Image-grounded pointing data
=== Section Start ===
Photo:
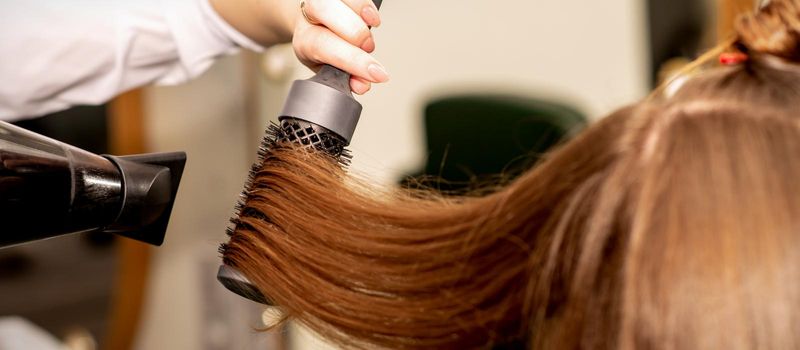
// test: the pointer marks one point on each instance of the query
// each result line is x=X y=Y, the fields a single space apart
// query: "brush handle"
x=335 y=77
x=320 y=112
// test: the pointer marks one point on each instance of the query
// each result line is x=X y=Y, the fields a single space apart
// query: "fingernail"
x=370 y=15
x=378 y=73
x=368 y=45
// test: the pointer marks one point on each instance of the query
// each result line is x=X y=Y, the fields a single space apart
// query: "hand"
x=337 y=32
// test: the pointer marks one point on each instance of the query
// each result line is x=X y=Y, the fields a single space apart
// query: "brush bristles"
x=309 y=137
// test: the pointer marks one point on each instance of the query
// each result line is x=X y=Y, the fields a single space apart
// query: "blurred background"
x=533 y=72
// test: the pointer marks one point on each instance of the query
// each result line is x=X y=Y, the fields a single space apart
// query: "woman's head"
x=673 y=223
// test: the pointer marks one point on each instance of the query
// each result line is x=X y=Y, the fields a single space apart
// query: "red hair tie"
x=733 y=58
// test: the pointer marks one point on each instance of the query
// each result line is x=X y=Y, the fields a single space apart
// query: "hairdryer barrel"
x=49 y=188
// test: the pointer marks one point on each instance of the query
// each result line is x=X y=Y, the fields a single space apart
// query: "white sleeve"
x=56 y=54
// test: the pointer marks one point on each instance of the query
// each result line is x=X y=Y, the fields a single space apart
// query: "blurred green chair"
x=479 y=140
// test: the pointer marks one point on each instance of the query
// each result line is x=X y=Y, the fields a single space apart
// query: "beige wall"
x=587 y=52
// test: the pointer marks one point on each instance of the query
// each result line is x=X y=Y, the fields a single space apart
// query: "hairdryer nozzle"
x=49 y=188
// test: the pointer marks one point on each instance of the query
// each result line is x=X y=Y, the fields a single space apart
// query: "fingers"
x=320 y=45
x=349 y=19
x=359 y=85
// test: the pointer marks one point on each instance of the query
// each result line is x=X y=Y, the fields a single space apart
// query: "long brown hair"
x=673 y=223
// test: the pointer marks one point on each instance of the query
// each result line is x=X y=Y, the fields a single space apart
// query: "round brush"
x=319 y=113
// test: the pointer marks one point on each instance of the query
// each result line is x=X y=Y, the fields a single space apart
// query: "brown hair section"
x=670 y=224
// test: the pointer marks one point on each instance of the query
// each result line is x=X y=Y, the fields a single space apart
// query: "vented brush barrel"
x=319 y=113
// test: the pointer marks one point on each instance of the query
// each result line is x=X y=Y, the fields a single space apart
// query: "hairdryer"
x=49 y=188
x=319 y=112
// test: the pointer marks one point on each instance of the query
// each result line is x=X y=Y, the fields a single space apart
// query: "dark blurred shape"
x=676 y=30
x=14 y=264
x=475 y=140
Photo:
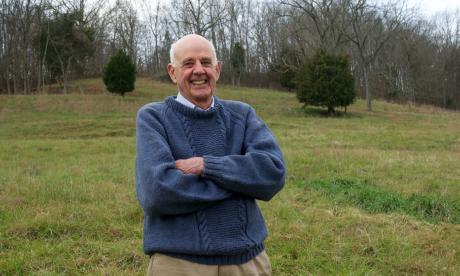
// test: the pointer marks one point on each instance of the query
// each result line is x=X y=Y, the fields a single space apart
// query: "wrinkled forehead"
x=194 y=49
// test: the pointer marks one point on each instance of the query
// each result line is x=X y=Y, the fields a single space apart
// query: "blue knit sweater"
x=212 y=218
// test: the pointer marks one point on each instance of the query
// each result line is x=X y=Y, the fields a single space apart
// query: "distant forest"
x=396 y=54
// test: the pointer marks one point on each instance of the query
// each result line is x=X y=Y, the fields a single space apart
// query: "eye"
x=188 y=64
x=206 y=63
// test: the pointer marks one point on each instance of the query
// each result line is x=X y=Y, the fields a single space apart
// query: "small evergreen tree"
x=326 y=80
x=119 y=74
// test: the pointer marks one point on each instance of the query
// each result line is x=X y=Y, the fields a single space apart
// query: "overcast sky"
x=430 y=7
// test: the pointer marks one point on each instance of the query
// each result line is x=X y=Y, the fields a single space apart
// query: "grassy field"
x=366 y=193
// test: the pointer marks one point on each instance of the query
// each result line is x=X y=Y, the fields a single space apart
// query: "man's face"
x=195 y=71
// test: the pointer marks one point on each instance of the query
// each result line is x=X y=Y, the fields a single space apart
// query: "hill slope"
x=69 y=206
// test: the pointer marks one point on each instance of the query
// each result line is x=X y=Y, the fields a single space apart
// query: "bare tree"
x=371 y=27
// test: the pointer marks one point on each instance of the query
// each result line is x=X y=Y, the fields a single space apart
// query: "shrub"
x=119 y=74
x=326 y=80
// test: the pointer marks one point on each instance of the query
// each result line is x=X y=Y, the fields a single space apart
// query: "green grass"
x=378 y=200
x=69 y=205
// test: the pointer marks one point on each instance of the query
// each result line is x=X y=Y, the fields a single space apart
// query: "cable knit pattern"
x=213 y=218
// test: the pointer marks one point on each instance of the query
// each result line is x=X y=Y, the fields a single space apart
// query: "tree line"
x=395 y=53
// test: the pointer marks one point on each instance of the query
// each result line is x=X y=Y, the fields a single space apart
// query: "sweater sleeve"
x=161 y=188
x=258 y=172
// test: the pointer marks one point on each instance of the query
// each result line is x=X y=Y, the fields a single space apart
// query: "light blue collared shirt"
x=188 y=103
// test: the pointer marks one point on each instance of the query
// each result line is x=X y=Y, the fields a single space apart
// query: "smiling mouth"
x=199 y=82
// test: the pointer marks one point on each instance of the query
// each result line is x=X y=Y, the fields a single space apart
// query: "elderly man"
x=201 y=163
=== Section End ===
[Exercise prompt] Retype every entry exactly, but keep the pictures out of your copy.

[Solution to this exercise]
Photo:
// test: the pointer marks one point on each instance of the query
// each result line is x=X y=Y, the fields a single space apart
// query: "brush handle"
x=335 y=77
x=320 y=112
// test: the pointer marks one point on each instance of the query
// each result line is x=X y=Y, the fields a single space apart
// query: "fingernail"
x=370 y=15
x=378 y=73
x=368 y=45
// test: the pointer marks one point on each instance of the query
// each result line is x=X y=Y, the fields a single space apart
// query: "hand"
x=337 y=32
// test: the pointer marks one point on each instance of the query
// each result line is x=X y=Y, the fields a single space apart
// query: "brush bristles"
x=309 y=137
// test: the pointer marks one point on each instance of the query
// each result line is x=X y=Y, the fields a single space apart
// query: "blurred background"
x=533 y=72
// test: the pointer marks one point on each instance of the query
// each result line is x=X y=Y, the fields a single space apart
// query: "woman's head"
x=673 y=223
// test: the pointer marks one point on each instance of the query
// each result line is x=X y=Y, the fields a single space apart
// query: "red hair tie"
x=733 y=58
// test: the pointer marks one point on each instance of the query
// each result line is x=X y=Y, the fields a single space apart
// query: "hairdryer barrel"
x=49 y=188
// test: the pointer marks one point on each instance of the query
// each result line is x=X y=Y, the fields a single space apart
// query: "white sleeve"
x=56 y=54
// test: the pointer marks one point on each instance of the query
// each result line is x=X y=Y, the fields a single space apart
// query: "blurred green chair"
x=479 y=140
// test: the pointer marks one point on each instance of the query
// each result line is x=X y=Y, the fields a single space apart
// query: "beige wall"
x=587 y=52
// test: the pointer marks one point on each instance of the query
// each result line is x=X y=Y, the fields a single space apart
// query: "hairdryer nozzle"
x=49 y=188
// test: the pointer marks one point on each instance of the query
// each result line is x=X y=Y, the fields a single space apart
// query: "fingers"
x=320 y=45
x=349 y=19
x=359 y=85
// test: the pointer marks one point on each instance of the query
// each result line is x=X y=Y, the fields a single space apart
// query: "long brown hair"
x=673 y=223
// test: the pointer marks one point on each instance of the query
// each result line is x=X y=Y, the fields a single space apart
// query: "round brush"
x=319 y=113
// test: the pointer marks one point on each instance of the query
// each result line is x=X y=Y, the fields a single space apart
// query: "brown hair section"
x=670 y=224
// test: the pointer marks one point on each instance of the query
// each result line is x=X y=Y, the fields a single space apart
// query: "vented brush barrel"
x=319 y=113
// test: the pointer marks one point on each instance of the query
// each result line is x=X y=Y, the fields a single space apart
// query: "hairdryer"
x=49 y=188
x=319 y=112
// test: the pointer marks one point on each instance of the query
// each result line is x=X y=Y, the fields a single space apart
// query: "dark blurred shape"
x=676 y=30
x=14 y=264
x=475 y=140
Photo:
// test: the pointer marks one point on each instance of the query
// each result line is x=X y=Y, the fields a single space apart
// query: "wrinkled forehead"
x=194 y=49
// test: the pointer marks one point on each instance of the query
// each result line is x=X y=Y, the fields a single space apart
// query: "blue knit sweater"
x=212 y=218
// test: the pointer marks one point on each instance of the query
// each result line is x=X y=Y, the fields a single space apart
// query: "distant forest"
x=396 y=54
// test: the pointer marks one point on each instance of the query
// each result line is x=X y=Y, the fields a single space apart
// query: "eye"
x=188 y=64
x=206 y=63
// test: the pointer marks one point on each instance of the query
// each result line is x=X y=Y, the fields a single space apart
// query: "small evergreen tree"
x=326 y=80
x=119 y=74
// test: the pointer marks one point on each instance of the query
// each result line is x=X y=Y, the fields a single space apart
// query: "overcast sky"
x=430 y=7
// test: the pointer marks one point on each instance of the query
// each result line is x=X y=Y, the fields a single space apart
// query: "grassy field"
x=366 y=193
// test: the pointer marks one point on each instance of the query
// each result line is x=X y=Y, the fields a single space apart
// query: "man's face"
x=195 y=71
// test: the pointer marks one point on each instance of the query
// each result line is x=X y=Y, the fields a single space apart
// query: "hill slope"
x=69 y=206
// test: the pointer marks one point on each instance of the query
// each result line is x=X y=Y, the fields a single space apart
// query: "bare tree"
x=371 y=27
// test: the pointer marks one point on each instance of the query
// each result line is x=X y=Y, the fields a single space apart
// query: "shrub"
x=119 y=74
x=326 y=80
// test: the pointer marks one point on each instance of the query
// each result line is x=X y=Y, the fields a single space apart
// query: "green grass"
x=378 y=200
x=69 y=205
// test: the pointer marks one point on each instance of the query
// each result line is x=X y=Y, the fields a single space apart
// query: "cable knit pattern"
x=213 y=218
// test: the pointer marks one point on each instance of the query
// each result line is x=X y=Y, the fields a single space apart
// query: "tree line"
x=395 y=53
// test: the pointer marks one point on each instance of the query
// each result line is x=X y=Y, the fields a single space apart
// query: "sweater sleeve"
x=161 y=188
x=258 y=172
// test: the pointer marks one point on each instance of the query
// each result line is x=X y=Y, the fields a single space apart
// query: "light blue collared shirt"
x=188 y=103
// test: the pointer marks one point on each instance of the query
// each result line is x=X y=Y, the fields a single space apart
// query: "smiling mouth"
x=199 y=82
// test: the pointer marks one point on each instance of the query
// each result line is x=X y=Y, the fields a single space apart
// query: "elderly man"
x=201 y=163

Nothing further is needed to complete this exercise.